▶ [ASSIGNED TASK]: Exactly the lines from the one with "Target: car tire" to the end of the listing must be repeated, both ends included, with nothing added.
****************
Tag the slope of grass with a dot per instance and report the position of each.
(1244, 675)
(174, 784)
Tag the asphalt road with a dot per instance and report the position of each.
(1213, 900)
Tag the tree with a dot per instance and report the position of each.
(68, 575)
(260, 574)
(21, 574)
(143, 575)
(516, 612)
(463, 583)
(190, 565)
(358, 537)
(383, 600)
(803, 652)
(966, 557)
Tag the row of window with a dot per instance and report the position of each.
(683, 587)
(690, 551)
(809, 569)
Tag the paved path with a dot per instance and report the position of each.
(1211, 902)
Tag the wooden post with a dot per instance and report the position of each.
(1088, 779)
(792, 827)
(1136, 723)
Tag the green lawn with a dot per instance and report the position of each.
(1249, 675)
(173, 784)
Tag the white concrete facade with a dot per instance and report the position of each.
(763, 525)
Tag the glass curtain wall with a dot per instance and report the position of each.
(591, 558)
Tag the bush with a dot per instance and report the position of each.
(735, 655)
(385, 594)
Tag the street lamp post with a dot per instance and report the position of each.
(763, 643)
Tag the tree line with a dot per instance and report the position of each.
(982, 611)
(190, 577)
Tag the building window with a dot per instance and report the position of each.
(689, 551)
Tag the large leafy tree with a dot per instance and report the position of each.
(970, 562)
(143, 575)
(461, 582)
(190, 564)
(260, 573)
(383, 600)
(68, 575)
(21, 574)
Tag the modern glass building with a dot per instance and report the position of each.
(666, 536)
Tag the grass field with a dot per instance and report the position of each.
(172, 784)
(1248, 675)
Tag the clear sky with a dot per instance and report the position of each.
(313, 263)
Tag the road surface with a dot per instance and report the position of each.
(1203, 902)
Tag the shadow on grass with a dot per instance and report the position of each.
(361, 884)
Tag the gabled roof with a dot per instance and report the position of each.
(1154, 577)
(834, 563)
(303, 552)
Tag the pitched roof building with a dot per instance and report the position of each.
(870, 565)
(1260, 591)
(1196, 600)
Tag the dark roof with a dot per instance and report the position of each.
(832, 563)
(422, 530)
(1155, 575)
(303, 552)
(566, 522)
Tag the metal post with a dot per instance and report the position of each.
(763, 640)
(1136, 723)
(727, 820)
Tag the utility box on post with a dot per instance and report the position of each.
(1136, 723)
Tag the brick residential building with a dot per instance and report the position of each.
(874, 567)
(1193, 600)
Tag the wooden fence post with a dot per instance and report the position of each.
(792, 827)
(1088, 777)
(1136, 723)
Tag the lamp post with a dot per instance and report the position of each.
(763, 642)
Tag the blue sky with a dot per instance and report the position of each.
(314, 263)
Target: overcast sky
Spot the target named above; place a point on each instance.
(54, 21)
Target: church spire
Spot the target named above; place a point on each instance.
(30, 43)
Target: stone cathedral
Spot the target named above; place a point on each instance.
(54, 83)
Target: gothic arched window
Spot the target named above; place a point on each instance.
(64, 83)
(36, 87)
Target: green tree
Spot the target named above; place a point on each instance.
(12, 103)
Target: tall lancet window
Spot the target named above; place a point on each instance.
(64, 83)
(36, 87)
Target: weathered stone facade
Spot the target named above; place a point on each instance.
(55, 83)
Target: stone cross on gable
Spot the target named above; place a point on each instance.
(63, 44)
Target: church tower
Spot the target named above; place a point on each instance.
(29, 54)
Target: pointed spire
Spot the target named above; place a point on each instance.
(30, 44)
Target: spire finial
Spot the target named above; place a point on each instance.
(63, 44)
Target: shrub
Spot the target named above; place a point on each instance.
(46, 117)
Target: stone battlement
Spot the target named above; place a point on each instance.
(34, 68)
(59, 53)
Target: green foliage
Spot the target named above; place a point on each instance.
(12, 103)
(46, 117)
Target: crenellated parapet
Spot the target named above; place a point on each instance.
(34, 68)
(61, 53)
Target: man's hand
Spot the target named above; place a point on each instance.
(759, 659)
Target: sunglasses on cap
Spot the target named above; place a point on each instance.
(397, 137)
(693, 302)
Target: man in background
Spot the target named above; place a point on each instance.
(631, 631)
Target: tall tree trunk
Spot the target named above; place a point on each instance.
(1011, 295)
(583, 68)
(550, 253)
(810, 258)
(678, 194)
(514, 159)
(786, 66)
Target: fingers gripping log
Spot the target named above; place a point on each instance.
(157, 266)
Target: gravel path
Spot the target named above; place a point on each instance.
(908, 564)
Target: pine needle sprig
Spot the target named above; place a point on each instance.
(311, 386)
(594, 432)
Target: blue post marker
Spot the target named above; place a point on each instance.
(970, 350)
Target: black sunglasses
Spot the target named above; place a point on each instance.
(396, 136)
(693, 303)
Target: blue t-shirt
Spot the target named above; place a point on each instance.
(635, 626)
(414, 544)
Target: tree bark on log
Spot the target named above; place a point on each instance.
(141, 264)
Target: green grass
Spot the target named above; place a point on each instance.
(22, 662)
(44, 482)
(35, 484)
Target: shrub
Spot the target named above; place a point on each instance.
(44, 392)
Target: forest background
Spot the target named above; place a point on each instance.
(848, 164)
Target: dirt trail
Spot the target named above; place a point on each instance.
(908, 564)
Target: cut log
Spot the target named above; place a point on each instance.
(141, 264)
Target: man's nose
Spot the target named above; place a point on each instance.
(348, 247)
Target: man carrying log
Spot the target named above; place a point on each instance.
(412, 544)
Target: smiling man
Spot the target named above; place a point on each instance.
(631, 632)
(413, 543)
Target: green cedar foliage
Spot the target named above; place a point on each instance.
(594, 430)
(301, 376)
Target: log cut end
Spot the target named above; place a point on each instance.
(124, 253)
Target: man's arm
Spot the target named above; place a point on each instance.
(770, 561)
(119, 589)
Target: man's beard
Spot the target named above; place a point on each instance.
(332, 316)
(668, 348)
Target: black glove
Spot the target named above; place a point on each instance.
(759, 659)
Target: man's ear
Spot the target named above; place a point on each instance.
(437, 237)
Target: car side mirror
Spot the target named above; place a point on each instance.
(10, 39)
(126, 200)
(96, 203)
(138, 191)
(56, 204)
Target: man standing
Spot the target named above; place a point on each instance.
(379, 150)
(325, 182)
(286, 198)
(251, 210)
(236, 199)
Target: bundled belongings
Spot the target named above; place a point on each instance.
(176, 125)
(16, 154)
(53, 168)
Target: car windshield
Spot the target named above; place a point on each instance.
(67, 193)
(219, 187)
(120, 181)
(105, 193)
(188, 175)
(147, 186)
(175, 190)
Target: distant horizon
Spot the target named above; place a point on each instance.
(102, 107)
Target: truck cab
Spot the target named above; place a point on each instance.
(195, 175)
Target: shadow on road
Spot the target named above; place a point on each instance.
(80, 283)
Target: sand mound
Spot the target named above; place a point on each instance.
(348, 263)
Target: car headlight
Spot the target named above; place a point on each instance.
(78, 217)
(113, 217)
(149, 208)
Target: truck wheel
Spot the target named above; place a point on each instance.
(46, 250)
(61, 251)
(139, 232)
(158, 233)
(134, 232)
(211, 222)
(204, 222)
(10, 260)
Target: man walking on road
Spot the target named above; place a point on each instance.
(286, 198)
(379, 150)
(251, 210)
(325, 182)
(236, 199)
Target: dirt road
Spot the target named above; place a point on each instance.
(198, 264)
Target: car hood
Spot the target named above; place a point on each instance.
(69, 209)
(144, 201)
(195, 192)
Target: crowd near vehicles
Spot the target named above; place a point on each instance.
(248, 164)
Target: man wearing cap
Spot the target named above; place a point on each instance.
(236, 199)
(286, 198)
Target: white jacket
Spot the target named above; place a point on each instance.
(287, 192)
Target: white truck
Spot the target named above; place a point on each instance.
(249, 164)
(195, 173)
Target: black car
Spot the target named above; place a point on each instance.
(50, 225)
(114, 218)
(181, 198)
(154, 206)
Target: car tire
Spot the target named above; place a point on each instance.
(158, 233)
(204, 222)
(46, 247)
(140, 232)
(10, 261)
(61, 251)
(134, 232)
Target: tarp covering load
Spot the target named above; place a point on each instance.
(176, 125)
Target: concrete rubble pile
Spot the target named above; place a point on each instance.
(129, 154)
****************
▶ [TASK RESULT]:
Target: car tire
Spot the target named above; place a point on each instance.
(158, 233)
(204, 222)
(46, 247)
(140, 232)
(10, 261)
(61, 251)
(134, 232)
Target: tarp covering load
Spot the target named above; place a point on each instance.
(176, 125)
Target: concrete rubble pile
Spot the target named above; place a point on each instance.
(129, 154)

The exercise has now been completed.